◆ Aim
Report each line of the listing below that contains the word "dense" by copying it in full.

◆ Exercise inputs
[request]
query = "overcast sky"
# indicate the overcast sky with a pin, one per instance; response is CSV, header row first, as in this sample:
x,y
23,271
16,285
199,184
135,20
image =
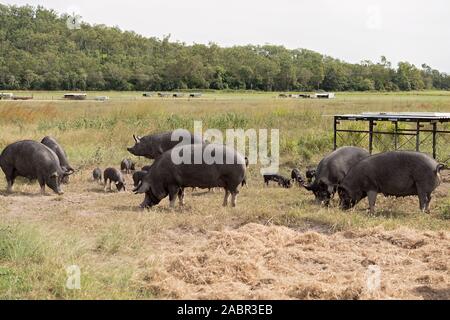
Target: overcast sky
x,y
417,31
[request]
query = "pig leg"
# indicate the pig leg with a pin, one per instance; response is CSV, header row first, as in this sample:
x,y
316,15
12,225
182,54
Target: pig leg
x,y
427,206
9,186
234,198
181,196
42,185
173,192
372,196
423,199
225,199
10,177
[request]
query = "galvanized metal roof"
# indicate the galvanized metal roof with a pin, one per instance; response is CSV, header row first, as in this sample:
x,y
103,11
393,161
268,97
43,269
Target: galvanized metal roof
x,y
398,116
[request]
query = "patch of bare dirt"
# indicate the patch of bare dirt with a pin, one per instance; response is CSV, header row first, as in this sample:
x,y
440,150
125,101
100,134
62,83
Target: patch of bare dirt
x,y
273,262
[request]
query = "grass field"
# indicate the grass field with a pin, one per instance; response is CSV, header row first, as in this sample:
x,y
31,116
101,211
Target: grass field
x,y
276,244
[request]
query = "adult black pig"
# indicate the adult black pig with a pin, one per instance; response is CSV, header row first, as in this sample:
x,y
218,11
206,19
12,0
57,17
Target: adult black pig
x,y
138,176
153,146
113,175
97,175
32,160
216,166
62,156
127,165
332,170
395,173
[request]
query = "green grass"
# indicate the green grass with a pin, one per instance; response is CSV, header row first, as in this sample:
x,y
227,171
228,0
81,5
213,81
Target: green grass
x,y
112,241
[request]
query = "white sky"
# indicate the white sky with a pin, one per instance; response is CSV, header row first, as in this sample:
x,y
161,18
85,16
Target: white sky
x,y
417,31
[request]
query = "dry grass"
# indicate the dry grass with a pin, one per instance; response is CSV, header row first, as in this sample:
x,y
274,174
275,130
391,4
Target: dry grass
x,y
276,244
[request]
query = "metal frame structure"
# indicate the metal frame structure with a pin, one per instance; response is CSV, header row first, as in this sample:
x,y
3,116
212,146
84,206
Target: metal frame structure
x,y
421,124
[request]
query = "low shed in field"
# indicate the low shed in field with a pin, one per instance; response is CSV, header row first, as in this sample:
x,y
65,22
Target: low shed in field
x,y
75,96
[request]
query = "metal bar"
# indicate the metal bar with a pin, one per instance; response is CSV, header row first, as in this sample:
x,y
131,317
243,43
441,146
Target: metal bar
x,y
434,140
376,132
335,134
395,135
370,136
418,136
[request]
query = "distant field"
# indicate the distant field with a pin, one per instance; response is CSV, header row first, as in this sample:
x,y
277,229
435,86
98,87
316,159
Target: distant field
x,y
276,244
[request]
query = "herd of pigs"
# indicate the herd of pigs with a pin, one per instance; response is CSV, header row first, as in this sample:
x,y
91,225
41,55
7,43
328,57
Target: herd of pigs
x,y
350,172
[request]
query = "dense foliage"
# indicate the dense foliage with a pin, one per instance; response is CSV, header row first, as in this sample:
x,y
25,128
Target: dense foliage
x,y
38,51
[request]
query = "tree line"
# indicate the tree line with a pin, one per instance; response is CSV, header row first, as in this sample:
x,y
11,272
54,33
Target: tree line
x,y
39,52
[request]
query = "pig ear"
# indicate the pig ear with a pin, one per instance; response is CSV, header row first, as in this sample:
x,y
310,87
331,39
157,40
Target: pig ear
x,y
142,188
69,171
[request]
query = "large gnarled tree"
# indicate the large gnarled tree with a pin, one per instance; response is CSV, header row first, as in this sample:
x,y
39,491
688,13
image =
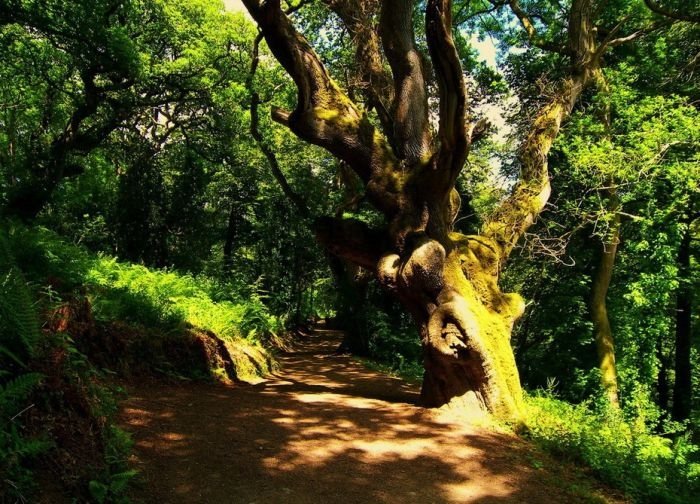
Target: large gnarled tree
x,y
448,281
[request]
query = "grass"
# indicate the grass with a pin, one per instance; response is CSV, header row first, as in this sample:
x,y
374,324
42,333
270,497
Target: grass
x,y
156,303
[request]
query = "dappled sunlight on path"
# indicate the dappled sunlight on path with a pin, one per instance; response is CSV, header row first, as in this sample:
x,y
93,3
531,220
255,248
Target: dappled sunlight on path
x,y
325,430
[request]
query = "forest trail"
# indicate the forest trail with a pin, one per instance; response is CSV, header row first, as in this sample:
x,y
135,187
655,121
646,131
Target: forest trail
x,y
325,429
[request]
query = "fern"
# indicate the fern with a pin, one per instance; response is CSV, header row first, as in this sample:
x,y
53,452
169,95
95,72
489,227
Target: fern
x,y
19,326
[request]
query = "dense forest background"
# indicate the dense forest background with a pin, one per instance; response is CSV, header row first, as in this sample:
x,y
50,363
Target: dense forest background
x,y
155,220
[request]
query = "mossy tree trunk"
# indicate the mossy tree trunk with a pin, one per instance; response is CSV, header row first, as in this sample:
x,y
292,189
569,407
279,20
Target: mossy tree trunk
x,y
604,341
446,280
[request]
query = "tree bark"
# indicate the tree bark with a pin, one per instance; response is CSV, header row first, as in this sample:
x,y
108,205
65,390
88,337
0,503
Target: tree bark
x,y
683,386
229,242
446,280
602,330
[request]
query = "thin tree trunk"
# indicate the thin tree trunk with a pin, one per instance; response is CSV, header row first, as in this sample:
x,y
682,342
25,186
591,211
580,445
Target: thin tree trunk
x,y
231,231
604,341
662,389
683,386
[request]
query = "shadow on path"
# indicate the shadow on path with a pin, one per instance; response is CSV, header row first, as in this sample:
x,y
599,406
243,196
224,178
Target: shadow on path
x,y
324,430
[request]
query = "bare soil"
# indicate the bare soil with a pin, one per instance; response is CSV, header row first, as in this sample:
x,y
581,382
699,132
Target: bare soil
x,y
327,430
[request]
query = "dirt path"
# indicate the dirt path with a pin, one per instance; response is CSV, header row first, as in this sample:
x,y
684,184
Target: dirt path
x,y
326,430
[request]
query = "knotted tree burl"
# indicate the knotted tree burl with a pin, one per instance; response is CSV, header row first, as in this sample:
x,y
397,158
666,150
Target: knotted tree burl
x,y
448,281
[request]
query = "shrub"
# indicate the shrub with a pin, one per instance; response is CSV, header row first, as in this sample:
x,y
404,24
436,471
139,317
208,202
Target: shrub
x,y
648,467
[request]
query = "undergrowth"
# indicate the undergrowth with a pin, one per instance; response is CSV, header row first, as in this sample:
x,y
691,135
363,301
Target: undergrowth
x,y
58,303
622,452
163,308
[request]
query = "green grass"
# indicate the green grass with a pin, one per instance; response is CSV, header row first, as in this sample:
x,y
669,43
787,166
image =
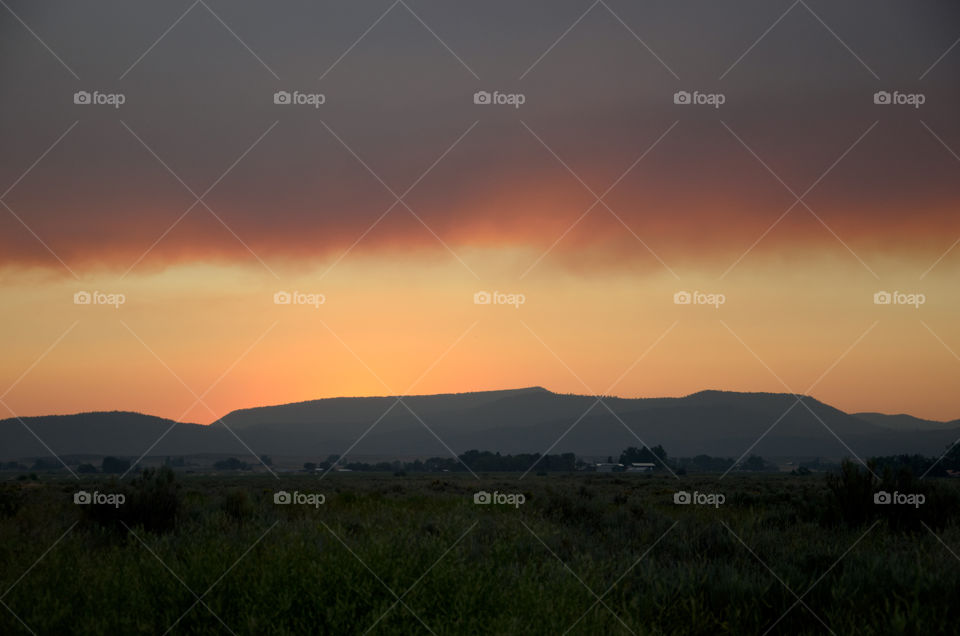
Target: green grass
x,y
467,569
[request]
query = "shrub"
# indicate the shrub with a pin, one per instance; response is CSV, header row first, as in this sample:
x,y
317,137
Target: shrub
x,y
237,505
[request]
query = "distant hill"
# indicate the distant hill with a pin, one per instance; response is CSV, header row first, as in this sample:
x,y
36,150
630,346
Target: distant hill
x,y
903,422
718,423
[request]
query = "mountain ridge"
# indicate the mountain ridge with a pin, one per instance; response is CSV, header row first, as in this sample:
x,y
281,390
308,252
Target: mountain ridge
x,y
528,419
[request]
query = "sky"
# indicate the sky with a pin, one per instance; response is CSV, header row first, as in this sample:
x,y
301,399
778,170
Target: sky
x,y
814,175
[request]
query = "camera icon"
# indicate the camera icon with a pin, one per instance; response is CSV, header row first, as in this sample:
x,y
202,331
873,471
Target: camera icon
x,y
882,298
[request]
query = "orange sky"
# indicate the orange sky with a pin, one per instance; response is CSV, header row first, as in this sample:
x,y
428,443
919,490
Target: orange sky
x,y
393,327
401,197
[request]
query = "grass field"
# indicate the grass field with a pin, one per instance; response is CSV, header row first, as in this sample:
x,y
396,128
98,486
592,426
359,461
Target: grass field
x,y
583,554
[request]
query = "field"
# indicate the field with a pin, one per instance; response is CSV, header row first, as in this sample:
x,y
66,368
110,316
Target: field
x,y
409,554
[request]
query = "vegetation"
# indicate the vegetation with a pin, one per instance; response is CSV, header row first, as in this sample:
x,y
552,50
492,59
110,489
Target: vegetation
x,y
462,568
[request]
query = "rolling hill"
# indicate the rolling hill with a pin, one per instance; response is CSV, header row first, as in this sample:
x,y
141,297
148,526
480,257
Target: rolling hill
x,y
527,420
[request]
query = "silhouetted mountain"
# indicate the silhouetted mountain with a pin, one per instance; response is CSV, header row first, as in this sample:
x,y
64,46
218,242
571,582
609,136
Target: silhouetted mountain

◆ Finished task
query = "dense foliage"
# indicate the dense foliage with a pin, one per instance; response is CSV, header row first, as in this sample:
Target: dense foliage
query = "dense forest background"
# indicate the dense forest background with a pin, one per instance; response is CSV, header row first, as in this sample:
Target: dense forest background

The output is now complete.